What this task involves:
Lay out the lines below, from the one containing "as (585, 237)." through the last line, as a Markdown table with the columns Row and Line, skipping blank lines.

— START OF Stored data —

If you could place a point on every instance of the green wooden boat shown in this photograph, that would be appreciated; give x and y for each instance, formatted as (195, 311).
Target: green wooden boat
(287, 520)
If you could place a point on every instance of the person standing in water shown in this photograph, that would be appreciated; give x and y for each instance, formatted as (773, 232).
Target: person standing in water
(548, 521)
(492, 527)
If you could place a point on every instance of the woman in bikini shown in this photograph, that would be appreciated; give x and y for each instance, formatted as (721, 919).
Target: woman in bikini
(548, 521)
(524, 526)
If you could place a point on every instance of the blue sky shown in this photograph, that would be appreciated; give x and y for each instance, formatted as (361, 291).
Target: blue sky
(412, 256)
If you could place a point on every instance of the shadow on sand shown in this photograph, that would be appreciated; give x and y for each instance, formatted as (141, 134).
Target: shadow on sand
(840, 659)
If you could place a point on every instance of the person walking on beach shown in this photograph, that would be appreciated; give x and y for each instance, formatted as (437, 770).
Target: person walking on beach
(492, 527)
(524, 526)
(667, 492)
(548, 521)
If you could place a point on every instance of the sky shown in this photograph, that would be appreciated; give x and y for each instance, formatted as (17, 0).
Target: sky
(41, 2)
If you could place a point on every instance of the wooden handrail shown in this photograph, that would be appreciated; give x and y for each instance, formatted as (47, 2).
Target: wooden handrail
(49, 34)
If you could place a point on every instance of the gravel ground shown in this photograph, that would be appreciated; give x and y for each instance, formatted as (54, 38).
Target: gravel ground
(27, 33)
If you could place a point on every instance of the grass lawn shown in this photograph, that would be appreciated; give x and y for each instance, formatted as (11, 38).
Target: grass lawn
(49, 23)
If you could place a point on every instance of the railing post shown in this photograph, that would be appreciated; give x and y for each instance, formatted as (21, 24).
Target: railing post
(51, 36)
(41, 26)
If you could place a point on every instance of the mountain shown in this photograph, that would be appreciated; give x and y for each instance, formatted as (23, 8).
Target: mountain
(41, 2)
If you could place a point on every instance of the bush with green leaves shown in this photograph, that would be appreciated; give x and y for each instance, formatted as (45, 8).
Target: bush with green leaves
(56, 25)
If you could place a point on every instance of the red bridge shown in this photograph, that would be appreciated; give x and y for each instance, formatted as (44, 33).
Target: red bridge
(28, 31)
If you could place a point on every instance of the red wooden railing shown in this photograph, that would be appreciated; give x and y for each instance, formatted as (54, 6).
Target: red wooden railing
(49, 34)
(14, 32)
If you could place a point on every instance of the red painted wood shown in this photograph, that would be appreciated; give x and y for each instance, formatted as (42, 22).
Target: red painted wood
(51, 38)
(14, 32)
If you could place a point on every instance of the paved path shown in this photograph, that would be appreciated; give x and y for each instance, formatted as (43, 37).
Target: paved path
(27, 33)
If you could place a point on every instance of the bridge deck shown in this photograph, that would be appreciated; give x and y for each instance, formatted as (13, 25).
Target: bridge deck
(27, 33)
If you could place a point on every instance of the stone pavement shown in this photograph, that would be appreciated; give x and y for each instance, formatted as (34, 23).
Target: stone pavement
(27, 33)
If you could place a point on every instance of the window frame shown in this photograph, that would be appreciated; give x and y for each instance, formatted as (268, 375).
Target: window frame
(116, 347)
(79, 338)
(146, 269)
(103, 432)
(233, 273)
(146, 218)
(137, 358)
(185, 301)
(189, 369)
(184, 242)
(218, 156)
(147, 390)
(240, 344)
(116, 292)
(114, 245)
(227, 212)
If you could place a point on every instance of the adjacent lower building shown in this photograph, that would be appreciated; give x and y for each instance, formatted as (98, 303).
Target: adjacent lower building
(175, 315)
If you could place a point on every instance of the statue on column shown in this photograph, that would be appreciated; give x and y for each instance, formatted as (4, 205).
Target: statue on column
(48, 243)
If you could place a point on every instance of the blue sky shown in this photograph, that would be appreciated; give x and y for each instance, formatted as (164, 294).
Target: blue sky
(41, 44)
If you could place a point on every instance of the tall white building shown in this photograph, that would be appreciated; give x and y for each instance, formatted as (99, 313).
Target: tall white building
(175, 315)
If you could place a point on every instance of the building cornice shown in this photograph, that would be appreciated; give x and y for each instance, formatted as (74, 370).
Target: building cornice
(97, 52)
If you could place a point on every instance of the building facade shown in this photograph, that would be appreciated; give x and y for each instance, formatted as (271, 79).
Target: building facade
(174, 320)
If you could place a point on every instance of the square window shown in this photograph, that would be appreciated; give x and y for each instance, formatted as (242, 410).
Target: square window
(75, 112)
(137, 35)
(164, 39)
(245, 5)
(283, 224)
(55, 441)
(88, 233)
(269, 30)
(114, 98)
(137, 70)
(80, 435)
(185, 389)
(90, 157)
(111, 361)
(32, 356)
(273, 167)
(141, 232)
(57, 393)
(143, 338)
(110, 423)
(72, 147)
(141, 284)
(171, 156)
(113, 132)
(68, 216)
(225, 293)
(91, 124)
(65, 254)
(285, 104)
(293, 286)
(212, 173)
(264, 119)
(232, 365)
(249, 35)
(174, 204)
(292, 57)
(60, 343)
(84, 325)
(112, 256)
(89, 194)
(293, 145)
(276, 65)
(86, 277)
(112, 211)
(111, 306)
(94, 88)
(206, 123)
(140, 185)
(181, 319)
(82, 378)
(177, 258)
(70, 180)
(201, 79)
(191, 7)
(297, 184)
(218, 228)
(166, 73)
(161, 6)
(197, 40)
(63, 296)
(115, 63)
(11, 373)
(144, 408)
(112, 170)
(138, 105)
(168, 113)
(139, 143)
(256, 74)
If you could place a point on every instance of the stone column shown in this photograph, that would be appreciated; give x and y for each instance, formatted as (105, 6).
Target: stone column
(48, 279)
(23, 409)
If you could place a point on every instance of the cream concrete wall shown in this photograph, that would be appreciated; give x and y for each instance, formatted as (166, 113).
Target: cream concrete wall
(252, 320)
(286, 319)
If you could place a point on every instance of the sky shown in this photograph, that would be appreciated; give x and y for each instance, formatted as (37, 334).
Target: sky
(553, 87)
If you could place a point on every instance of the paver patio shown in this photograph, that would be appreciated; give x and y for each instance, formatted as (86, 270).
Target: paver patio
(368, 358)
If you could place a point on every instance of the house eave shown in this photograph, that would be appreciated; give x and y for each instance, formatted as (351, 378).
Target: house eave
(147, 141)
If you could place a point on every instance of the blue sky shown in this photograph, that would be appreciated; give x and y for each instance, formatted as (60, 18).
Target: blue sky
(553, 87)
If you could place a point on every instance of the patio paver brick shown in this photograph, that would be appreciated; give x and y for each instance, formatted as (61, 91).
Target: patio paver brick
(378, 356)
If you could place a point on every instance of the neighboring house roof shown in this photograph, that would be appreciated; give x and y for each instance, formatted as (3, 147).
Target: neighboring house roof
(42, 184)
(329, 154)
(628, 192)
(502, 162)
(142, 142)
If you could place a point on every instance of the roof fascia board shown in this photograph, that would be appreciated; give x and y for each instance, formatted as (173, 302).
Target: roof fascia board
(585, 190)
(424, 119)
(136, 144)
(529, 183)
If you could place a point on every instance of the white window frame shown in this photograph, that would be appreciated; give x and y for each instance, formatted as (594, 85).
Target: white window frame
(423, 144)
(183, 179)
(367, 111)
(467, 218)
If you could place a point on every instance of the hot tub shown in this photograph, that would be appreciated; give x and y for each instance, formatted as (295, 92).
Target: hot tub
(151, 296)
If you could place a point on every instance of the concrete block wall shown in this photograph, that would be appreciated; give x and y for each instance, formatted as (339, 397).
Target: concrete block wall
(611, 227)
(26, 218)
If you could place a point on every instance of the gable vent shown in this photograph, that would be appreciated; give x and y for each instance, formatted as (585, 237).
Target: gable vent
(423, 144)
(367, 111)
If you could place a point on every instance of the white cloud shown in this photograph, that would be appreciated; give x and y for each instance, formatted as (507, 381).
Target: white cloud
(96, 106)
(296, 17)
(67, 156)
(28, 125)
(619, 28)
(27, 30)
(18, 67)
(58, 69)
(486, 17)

— END OF Stored data —

The response:
| Row | Line |
|---|---|
| 1 | If you could place a point on every instance of the gable vent shown in this photograph, that would be appreciated; give x and y for each instance, formatted as (585, 237). |
| 2 | Target: gable vent |
| 3 | (423, 144) |
| 4 | (367, 111) |
| 5 | If you could place a point on every instance of the white cloud shown in this photograph, that would be appreciated; give x and y for each instance, formatted as (507, 381). |
| 6 | Target: white cloud |
| 7 | (96, 106) |
| 8 | (296, 17) |
| 9 | (67, 156) |
| 10 | (28, 125) |
| 11 | (619, 28) |
| 12 | (27, 30) |
| 13 | (18, 67) |
| 14 | (58, 69) |
| 15 | (486, 17) |